What you are asked to do.
Scan the entries and state how many lines contain "wall". Write no other text.

[Records contained in a dataset]
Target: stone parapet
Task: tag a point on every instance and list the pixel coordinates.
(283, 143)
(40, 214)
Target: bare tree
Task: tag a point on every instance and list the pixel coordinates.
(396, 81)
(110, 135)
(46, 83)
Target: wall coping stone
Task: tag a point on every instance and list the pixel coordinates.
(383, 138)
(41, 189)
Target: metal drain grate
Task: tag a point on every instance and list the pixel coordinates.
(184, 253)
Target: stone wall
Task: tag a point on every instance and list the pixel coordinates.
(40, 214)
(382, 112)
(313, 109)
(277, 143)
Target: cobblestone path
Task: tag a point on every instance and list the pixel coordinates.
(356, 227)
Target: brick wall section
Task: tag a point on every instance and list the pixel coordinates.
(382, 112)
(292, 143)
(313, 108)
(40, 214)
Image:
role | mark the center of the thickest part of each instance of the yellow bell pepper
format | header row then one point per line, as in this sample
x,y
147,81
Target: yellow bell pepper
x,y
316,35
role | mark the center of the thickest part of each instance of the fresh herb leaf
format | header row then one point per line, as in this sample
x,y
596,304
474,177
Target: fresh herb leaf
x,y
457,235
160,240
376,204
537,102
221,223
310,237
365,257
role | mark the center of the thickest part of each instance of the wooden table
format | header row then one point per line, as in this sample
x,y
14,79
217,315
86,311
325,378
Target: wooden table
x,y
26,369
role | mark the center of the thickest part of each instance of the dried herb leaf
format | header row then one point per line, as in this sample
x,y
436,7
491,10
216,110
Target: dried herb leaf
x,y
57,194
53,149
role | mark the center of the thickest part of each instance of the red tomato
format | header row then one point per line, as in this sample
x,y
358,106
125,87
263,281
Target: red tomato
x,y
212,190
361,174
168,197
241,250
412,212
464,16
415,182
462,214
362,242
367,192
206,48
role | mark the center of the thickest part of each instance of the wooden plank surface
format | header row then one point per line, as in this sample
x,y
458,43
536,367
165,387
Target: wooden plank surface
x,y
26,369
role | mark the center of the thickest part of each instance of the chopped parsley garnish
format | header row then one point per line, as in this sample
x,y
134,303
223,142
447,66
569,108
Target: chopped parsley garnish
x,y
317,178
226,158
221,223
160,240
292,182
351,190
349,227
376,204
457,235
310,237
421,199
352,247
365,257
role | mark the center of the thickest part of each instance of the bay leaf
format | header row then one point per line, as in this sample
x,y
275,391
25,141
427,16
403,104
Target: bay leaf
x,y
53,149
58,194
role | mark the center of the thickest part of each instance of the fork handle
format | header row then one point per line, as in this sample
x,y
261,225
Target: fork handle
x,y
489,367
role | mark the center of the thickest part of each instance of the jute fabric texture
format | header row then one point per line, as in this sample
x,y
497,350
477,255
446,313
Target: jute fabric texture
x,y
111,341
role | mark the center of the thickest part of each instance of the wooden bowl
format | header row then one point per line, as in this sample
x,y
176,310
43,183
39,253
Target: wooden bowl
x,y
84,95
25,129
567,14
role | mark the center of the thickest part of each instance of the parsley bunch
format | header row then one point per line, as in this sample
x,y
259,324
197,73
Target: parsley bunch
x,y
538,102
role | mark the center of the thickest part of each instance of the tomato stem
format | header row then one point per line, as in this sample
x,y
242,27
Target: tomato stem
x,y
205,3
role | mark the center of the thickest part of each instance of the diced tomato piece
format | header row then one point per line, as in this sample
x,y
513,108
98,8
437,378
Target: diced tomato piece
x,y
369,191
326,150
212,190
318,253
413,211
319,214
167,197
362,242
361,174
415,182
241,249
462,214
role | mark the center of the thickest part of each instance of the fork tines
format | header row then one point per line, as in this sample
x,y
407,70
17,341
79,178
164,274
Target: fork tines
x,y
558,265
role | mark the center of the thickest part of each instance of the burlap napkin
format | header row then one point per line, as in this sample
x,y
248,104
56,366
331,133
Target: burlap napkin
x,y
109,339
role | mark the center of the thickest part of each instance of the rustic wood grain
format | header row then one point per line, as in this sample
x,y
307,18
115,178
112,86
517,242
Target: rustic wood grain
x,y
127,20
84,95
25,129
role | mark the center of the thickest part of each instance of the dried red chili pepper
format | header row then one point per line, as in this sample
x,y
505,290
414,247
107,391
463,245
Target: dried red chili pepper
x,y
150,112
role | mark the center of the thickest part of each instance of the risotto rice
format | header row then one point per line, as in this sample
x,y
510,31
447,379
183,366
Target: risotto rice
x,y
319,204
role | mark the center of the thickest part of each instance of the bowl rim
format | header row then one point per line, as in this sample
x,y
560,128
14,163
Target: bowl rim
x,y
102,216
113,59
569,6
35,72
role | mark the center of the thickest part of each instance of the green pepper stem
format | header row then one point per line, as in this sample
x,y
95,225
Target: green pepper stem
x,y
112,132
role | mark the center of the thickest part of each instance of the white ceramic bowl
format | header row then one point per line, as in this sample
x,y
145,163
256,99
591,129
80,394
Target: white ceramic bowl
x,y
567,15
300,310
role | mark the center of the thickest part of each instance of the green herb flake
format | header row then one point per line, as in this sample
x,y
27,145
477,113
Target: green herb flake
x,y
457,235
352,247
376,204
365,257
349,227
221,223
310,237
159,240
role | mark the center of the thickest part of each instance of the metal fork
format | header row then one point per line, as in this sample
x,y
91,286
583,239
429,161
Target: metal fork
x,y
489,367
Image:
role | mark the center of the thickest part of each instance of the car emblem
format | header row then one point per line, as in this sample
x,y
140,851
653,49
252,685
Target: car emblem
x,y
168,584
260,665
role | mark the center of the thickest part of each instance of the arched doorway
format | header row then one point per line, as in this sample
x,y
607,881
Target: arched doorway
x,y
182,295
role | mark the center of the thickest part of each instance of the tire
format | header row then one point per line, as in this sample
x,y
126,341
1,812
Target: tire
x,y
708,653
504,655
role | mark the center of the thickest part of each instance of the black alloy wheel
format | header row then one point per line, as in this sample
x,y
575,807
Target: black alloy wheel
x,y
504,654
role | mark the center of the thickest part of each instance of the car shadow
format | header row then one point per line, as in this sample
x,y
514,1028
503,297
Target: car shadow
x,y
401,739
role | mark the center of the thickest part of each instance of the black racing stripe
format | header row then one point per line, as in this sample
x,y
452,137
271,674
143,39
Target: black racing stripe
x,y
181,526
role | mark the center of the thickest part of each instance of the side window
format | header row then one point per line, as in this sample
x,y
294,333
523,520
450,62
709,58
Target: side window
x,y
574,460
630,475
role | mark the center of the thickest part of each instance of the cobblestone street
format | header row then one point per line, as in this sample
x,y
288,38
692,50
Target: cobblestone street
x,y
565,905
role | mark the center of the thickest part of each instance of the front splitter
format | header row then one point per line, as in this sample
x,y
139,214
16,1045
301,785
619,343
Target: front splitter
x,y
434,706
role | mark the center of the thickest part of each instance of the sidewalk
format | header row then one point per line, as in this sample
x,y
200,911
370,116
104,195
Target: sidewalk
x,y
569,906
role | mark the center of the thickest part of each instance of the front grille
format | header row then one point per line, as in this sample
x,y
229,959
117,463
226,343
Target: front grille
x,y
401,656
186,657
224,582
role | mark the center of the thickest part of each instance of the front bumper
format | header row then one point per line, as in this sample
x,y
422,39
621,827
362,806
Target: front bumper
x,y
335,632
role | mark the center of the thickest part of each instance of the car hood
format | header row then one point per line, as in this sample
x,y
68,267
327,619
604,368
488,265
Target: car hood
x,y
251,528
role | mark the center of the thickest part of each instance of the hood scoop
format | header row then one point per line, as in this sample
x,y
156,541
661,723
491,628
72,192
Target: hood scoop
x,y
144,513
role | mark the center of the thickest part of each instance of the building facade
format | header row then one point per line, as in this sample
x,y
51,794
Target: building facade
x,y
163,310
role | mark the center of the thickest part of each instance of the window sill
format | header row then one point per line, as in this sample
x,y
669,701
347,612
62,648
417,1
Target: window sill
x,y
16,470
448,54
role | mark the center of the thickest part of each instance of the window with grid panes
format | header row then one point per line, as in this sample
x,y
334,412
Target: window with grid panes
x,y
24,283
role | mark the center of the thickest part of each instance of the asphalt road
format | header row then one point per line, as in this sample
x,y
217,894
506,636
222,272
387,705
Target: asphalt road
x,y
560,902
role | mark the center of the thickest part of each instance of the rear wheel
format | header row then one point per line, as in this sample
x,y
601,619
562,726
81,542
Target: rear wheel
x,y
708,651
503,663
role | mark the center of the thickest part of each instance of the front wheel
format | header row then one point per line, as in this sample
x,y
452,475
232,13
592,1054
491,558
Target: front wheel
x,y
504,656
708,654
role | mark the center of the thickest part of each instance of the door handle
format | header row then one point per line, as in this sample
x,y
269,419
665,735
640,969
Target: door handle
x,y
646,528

Response area.
3